Text passage below:
Here you will find things to think about and questions to ask when you visit a childcare provider.

Ofsted ratings and reports

Ask the childcare provider for a copy of their Ofsted inspection report. You can also view it online at

Special Educational Needs Co-ordinator (SENCO)

If your child has special needs or a disability arrange to meet with the SENCO when you visit. They will be able to talk to you about the staffs experience and training and the support they can offer.

Policies and procedures

Policies and procedures will cover all aspects of the care your child will receive. They cover the staff and parents responsibilities. These should be available for you to read, so do ask for a copy.
End of Text passage.
Raw data below:
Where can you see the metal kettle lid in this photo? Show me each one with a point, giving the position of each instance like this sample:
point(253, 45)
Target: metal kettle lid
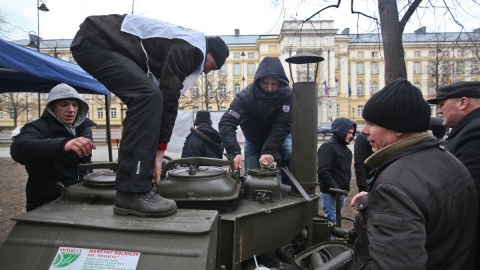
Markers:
point(102, 178)
point(262, 171)
point(194, 172)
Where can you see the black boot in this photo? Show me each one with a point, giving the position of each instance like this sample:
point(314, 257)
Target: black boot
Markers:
point(148, 204)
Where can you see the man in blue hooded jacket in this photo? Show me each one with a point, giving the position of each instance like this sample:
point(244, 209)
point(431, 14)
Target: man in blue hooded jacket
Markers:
point(334, 165)
point(263, 112)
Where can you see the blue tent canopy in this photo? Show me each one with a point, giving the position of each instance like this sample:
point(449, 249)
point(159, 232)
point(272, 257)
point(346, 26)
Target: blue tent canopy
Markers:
point(26, 70)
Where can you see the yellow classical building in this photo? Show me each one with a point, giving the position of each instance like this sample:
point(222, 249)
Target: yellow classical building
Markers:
point(351, 72)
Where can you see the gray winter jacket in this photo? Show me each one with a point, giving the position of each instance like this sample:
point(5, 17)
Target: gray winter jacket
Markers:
point(421, 211)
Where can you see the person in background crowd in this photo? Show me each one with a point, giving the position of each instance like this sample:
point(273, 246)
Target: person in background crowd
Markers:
point(361, 151)
point(147, 64)
point(418, 212)
point(437, 127)
point(459, 103)
point(263, 112)
point(52, 147)
point(204, 140)
point(334, 165)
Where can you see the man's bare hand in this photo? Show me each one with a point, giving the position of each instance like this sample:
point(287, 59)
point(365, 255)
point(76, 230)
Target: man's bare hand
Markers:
point(238, 162)
point(266, 160)
point(81, 145)
point(357, 197)
point(157, 170)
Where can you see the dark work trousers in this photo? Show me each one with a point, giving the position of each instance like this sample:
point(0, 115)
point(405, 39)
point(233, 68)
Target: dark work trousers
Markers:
point(144, 101)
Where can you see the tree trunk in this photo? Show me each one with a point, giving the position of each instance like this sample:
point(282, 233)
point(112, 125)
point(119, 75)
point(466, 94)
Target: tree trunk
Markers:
point(392, 40)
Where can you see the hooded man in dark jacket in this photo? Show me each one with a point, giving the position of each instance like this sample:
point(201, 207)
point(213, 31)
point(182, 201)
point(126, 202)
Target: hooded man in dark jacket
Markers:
point(204, 140)
point(263, 112)
point(147, 64)
point(420, 212)
point(334, 165)
point(52, 147)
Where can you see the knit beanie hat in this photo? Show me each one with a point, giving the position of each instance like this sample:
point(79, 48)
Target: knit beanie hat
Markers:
point(218, 49)
point(399, 106)
point(203, 117)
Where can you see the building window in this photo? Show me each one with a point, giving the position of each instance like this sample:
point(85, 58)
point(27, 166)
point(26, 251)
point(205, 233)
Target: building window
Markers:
point(236, 69)
point(416, 67)
point(251, 69)
point(359, 110)
point(236, 88)
point(223, 70)
point(431, 88)
point(360, 89)
point(209, 90)
point(195, 92)
point(459, 67)
point(417, 84)
point(431, 67)
point(360, 68)
point(100, 113)
point(374, 87)
point(223, 90)
point(474, 66)
point(113, 112)
point(374, 68)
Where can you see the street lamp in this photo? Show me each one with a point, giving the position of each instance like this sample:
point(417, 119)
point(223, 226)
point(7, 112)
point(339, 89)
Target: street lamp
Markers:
point(243, 69)
point(41, 7)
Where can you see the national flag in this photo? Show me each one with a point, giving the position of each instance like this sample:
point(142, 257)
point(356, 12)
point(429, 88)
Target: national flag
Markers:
point(326, 88)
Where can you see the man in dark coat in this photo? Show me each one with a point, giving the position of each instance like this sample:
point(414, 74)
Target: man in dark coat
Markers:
point(420, 212)
point(334, 165)
point(147, 64)
point(459, 103)
point(204, 140)
point(263, 112)
point(361, 151)
point(52, 147)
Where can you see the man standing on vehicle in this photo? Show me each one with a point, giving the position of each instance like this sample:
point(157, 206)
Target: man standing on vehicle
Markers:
point(459, 103)
point(334, 165)
point(52, 147)
point(147, 64)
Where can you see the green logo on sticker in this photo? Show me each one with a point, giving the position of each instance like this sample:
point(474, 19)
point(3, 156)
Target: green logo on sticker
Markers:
point(65, 259)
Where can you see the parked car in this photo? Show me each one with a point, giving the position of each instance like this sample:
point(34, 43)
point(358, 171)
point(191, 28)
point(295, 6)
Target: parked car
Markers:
point(15, 132)
point(324, 129)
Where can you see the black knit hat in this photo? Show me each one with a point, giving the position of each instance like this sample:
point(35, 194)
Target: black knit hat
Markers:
point(203, 117)
point(219, 50)
point(399, 106)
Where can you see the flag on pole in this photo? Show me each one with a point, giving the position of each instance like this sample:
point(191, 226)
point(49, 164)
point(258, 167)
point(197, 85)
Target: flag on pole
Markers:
point(326, 88)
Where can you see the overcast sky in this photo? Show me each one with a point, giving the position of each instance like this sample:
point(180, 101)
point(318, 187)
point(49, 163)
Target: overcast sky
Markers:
point(214, 17)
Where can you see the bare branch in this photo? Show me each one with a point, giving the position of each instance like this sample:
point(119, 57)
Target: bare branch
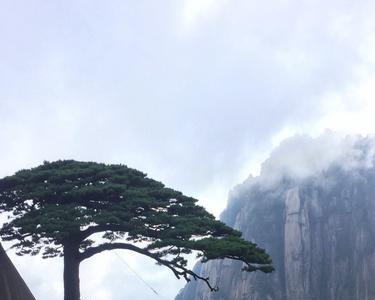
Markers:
point(178, 270)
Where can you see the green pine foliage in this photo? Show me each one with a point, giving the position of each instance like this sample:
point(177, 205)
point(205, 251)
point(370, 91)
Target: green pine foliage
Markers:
point(68, 202)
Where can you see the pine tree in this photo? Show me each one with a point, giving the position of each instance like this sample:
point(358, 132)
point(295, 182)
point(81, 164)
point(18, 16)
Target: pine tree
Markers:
point(57, 207)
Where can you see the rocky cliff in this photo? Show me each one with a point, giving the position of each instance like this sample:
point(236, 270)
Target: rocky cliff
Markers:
point(319, 230)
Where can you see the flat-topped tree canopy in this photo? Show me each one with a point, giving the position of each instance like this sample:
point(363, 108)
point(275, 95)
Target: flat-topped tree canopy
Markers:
point(58, 206)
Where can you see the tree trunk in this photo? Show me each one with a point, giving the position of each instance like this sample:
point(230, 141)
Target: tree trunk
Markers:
point(71, 273)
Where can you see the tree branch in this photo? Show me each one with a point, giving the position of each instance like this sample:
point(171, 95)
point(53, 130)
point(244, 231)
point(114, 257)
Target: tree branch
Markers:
point(178, 270)
point(101, 228)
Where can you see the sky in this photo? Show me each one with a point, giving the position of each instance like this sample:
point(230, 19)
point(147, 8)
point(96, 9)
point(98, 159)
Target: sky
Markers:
point(196, 93)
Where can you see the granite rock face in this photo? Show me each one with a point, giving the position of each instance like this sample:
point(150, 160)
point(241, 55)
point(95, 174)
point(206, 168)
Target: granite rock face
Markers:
point(319, 231)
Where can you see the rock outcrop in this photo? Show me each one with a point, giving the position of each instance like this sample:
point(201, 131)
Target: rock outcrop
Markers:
point(319, 230)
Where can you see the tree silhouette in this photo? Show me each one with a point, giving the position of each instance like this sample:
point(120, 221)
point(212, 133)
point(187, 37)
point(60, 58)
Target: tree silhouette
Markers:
point(58, 207)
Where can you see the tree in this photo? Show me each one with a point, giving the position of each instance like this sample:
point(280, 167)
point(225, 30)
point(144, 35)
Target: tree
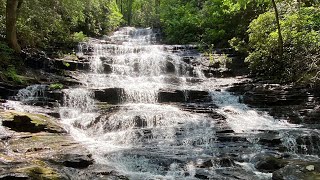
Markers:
point(280, 39)
point(12, 8)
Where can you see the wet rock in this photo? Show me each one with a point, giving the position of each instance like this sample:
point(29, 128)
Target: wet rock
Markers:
point(56, 95)
point(7, 90)
point(110, 95)
point(270, 165)
point(27, 122)
point(14, 176)
point(225, 162)
point(183, 96)
point(193, 95)
point(170, 68)
point(171, 96)
point(107, 69)
point(140, 122)
point(213, 72)
point(270, 138)
point(78, 161)
point(297, 170)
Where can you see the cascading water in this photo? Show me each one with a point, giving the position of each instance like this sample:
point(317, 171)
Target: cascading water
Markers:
point(144, 139)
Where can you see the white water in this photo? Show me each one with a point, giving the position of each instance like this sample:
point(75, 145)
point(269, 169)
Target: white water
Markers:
point(144, 139)
point(142, 133)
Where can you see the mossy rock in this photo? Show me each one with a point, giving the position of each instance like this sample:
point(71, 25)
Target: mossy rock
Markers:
point(42, 172)
point(28, 122)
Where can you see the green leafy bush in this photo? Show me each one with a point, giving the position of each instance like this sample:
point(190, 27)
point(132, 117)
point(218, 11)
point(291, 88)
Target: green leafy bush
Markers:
point(300, 61)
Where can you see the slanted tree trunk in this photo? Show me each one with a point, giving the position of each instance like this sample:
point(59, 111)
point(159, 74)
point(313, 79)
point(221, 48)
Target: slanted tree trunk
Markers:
point(11, 24)
point(130, 3)
point(280, 39)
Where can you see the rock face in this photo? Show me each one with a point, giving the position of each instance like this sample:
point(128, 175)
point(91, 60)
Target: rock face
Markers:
point(40, 149)
point(78, 161)
point(27, 122)
point(296, 104)
point(109, 95)
point(165, 96)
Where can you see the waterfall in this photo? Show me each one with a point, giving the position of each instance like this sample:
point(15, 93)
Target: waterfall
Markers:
point(145, 138)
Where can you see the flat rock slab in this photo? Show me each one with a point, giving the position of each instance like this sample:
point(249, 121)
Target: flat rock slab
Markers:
point(182, 96)
point(28, 122)
point(109, 95)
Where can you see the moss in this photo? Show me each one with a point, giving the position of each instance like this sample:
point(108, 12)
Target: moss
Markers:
point(36, 119)
point(42, 172)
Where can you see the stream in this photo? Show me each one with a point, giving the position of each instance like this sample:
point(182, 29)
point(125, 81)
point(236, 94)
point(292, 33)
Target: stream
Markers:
point(148, 112)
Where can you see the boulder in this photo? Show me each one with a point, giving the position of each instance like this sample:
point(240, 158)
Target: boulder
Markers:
point(109, 95)
point(165, 96)
point(27, 122)
point(14, 176)
point(78, 161)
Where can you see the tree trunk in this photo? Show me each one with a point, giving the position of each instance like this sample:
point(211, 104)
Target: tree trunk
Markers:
point(130, 3)
point(280, 39)
point(11, 24)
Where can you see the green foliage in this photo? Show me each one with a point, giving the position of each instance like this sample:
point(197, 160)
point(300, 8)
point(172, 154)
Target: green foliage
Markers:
point(300, 61)
point(65, 22)
point(209, 21)
point(79, 37)
point(66, 64)
point(6, 55)
point(55, 86)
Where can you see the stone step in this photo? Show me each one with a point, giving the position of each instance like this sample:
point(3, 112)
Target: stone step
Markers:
point(109, 95)
point(182, 96)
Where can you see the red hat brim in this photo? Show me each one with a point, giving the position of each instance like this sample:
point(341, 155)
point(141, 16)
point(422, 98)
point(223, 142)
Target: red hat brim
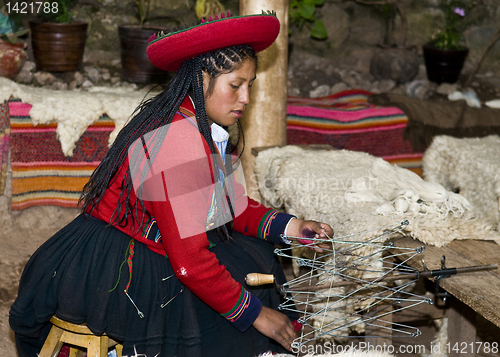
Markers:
point(170, 51)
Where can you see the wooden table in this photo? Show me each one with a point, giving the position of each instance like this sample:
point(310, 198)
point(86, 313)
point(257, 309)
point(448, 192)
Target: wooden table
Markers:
point(471, 293)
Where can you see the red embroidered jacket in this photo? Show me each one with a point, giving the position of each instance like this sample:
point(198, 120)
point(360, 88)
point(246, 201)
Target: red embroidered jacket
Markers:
point(177, 192)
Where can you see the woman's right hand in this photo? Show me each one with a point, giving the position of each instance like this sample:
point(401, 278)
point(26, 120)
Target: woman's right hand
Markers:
point(275, 325)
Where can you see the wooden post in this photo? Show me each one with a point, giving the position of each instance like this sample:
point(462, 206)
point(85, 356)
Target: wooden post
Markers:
point(264, 121)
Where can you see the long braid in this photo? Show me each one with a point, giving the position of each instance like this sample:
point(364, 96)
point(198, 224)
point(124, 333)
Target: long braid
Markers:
point(155, 113)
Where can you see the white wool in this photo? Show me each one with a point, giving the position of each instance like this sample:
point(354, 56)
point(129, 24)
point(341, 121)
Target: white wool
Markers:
point(344, 351)
point(472, 166)
point(357, 192)
point(354, 191)
point(74, 110)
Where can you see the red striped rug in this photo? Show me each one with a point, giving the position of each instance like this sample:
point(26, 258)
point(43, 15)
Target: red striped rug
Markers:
point(4, 144)
point(41, 174)
point(347, 121)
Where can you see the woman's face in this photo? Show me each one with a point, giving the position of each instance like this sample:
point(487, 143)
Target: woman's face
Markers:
point(230, 95)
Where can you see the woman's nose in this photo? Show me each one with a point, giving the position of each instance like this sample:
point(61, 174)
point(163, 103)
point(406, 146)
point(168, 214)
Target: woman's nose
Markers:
point(245, 95)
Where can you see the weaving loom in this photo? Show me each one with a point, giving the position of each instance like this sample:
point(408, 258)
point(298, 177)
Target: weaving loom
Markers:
point(347, 121)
End of Raw data.
Exercise tasks.
1 - Summarize the passage on visiting a childcare provider in two sentences.
2 - Reproduce the passage on visiting a childcare provider word for word, from "Ofsted ratings and" up to and including "Needs Co-ordinator (SENCO)".

Solutions to the problems.
1 - When visiting a childcare provider, ask for a copy of their Ofsted inspection report, and if your child has special needs or a disability, arrange to meet the SENCO, who can talk about the staff's experience and training and the support they can offer. Also ask for a copy of the policies and procedures, which cover all aspects of your child's care and the responsibilities of staff and parents.

2 -
Ofsted ratings and reports

Ask the childcare provider for a copy of their Ofsted inspection report. You can also view it online at

Special Educational Needs Co-ordinator (SENCO)